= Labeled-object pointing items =
-=-=-

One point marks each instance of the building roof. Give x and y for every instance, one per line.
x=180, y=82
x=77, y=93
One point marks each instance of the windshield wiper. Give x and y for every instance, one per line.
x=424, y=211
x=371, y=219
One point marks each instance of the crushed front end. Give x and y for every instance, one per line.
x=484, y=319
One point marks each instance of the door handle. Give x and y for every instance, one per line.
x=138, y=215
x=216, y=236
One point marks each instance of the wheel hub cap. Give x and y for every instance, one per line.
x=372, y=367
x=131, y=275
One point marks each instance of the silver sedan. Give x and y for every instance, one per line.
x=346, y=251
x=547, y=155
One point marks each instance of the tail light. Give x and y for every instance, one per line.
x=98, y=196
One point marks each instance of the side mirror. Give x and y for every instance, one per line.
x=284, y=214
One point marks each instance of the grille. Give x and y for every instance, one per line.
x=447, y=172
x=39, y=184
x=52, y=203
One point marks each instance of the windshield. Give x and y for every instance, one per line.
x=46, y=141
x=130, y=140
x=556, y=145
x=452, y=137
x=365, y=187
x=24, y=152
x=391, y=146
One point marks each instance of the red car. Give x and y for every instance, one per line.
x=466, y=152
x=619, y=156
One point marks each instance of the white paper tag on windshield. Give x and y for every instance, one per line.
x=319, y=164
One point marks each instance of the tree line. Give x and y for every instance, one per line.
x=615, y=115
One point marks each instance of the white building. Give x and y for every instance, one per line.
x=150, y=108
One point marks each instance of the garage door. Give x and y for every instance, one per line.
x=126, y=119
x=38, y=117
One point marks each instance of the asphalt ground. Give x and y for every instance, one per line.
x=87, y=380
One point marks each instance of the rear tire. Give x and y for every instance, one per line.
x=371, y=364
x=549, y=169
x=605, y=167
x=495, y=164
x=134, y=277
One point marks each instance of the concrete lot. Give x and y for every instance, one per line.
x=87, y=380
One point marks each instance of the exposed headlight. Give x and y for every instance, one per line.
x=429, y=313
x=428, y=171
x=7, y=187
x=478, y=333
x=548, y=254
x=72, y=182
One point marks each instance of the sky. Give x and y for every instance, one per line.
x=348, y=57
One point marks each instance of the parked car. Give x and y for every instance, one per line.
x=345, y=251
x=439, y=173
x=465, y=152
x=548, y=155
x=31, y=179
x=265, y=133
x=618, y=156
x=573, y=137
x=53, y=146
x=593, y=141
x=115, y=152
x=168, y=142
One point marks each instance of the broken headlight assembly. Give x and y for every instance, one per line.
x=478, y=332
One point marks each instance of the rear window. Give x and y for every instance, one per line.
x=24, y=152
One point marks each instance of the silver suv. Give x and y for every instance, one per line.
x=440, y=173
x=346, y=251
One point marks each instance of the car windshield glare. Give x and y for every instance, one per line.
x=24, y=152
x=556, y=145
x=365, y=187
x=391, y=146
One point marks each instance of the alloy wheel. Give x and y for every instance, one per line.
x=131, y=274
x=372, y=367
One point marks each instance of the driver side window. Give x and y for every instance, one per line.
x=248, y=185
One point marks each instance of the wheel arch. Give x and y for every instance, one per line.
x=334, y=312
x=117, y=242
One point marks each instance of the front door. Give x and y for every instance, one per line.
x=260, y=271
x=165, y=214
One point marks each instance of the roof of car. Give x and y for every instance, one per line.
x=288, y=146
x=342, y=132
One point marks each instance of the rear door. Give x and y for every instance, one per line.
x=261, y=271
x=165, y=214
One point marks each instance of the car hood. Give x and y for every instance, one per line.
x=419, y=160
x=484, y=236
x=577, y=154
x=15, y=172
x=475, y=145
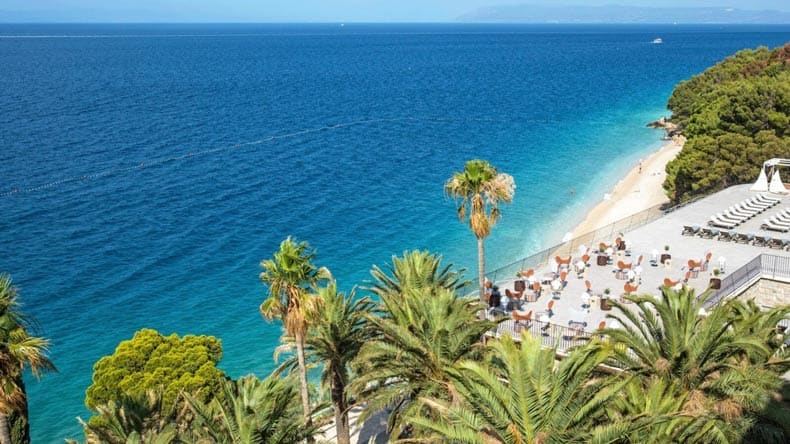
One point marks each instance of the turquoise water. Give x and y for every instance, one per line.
x=149, y=169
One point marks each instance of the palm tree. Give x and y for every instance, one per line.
x=251, y=411
x=419, y=334
x=416, y=269
x=721, y=363
x=479, y=189
x=290, y=274
x=338, y=329
x=18, y=351
x=138, y=418
x=523, y=396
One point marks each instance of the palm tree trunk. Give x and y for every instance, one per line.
x=302, y=378
x=341, y=410
x=481, y=268
x=5, y=430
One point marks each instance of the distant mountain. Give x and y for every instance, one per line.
x=621, y=14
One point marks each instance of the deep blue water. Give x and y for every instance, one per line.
x=147, y=170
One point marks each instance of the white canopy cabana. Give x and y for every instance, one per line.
x=762, y=182
x=770, y=169
x=776, y=185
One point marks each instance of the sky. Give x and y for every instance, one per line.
x=300, y=10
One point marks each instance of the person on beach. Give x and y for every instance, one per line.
x=496, y=298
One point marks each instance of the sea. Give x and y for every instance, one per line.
x=148, y=169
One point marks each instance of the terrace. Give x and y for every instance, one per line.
x=743, y=264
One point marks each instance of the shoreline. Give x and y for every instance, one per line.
x=639, y=189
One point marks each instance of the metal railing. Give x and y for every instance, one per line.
x=556, y=336
x=767, y=266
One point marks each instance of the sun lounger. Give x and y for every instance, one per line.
x=768, y=225
x=716, y=222
x=761, y=241
x=743, y=238
x=739, y=213
x=749, y=205
x=778, y=221
x=690, y=230
x=745, y=209
x=727, y=217
x=726, y=236
x=761, y=198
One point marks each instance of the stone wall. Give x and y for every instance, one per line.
x=768, y=293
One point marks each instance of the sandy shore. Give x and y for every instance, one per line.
x=639, y=190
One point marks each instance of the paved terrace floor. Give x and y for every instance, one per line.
x=666, y=230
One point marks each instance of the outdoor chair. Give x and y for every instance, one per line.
x=743, y=238
x=690, y=230
x=628, y=290
x=670, y=283
x=726, y=236
x=716, y=222
x=761, y=241
x=754, y=202
x=533, y=294
x=769, y=225
x=522, y=318
x=575, y=330
x=739, y=213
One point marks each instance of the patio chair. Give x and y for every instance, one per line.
x=532, y=294
x=575, y=330
x=769, y=225
x=729, y=217
x=716, y=222
x=708, y=256
x=761, y=241
x=743, y=238
x=742, y=207
x=762, y=197
x=690, y=230
x=754, y=202
x=628, y=290
x=522, y=318
x=669, y=283
x=739, y=213
x=726, y=236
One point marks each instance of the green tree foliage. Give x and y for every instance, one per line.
x=151, y=361
x=523, y=396
x=478, y=191
x=719, y=371
x=132, y=419
x=422, y=330
x=19, y=350
x=735, y=116
x=251, y=411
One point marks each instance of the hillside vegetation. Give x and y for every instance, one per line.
x=735, y=116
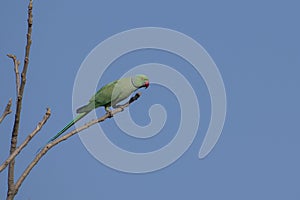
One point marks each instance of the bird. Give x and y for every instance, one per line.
x=108, y=96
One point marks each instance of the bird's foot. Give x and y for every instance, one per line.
x=119, y=107
x=109, y=113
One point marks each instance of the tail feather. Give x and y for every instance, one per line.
x=76, y=119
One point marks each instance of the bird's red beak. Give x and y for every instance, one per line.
x=146, y=84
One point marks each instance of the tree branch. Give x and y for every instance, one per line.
x=7, y=110
x=68, y=135
x=16, y=68
x=27, y=140
x=11, y=168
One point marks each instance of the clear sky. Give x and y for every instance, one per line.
x=255, y=45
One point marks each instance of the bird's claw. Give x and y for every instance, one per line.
x=118, y=107
x=109, y=113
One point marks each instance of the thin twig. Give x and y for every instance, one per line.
x=7, y=110
x=11, y=168
x=16, y=68
x=68, y=135
x=27, y=140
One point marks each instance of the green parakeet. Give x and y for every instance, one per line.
x=109, y=95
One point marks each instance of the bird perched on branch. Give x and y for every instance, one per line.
x=108, y=96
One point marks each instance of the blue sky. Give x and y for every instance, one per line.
x=256, y=48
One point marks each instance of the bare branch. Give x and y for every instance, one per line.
x=16, y=68
x=68, y=135
x=11, y=168
x=27, y=140
x=7, y=110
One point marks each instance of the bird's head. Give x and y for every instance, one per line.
x=140, y=81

-=-=-

= The task =
Repeat word for word the lines from the one containing "One point marks each instance of the distant" through the one containing "x=148, y=169", including both of those lines.

= Finished answer =
One point marks each instance of the distant mountain. Give x and y for every instance, one per line.
x=621, y=14
One point marks each instance of the deep blue water. Give x and y for every instance, one per line.
x=147, y=170
One point marks each instance of the white canopy cabana. Give x and y for every instance, one per line.
x=762, y=182
x=770, y=169
x=776, y=185
One point marks each instance of the sky. Give x and y for every instance, one per line.
x=300, y=10
One point marks each instance of the person on beach. Give x and y for every instance, one per line.
x=496, y=298
One point marks each instance of the sea. Give x and y for every instance, one per line.
x=148, y=169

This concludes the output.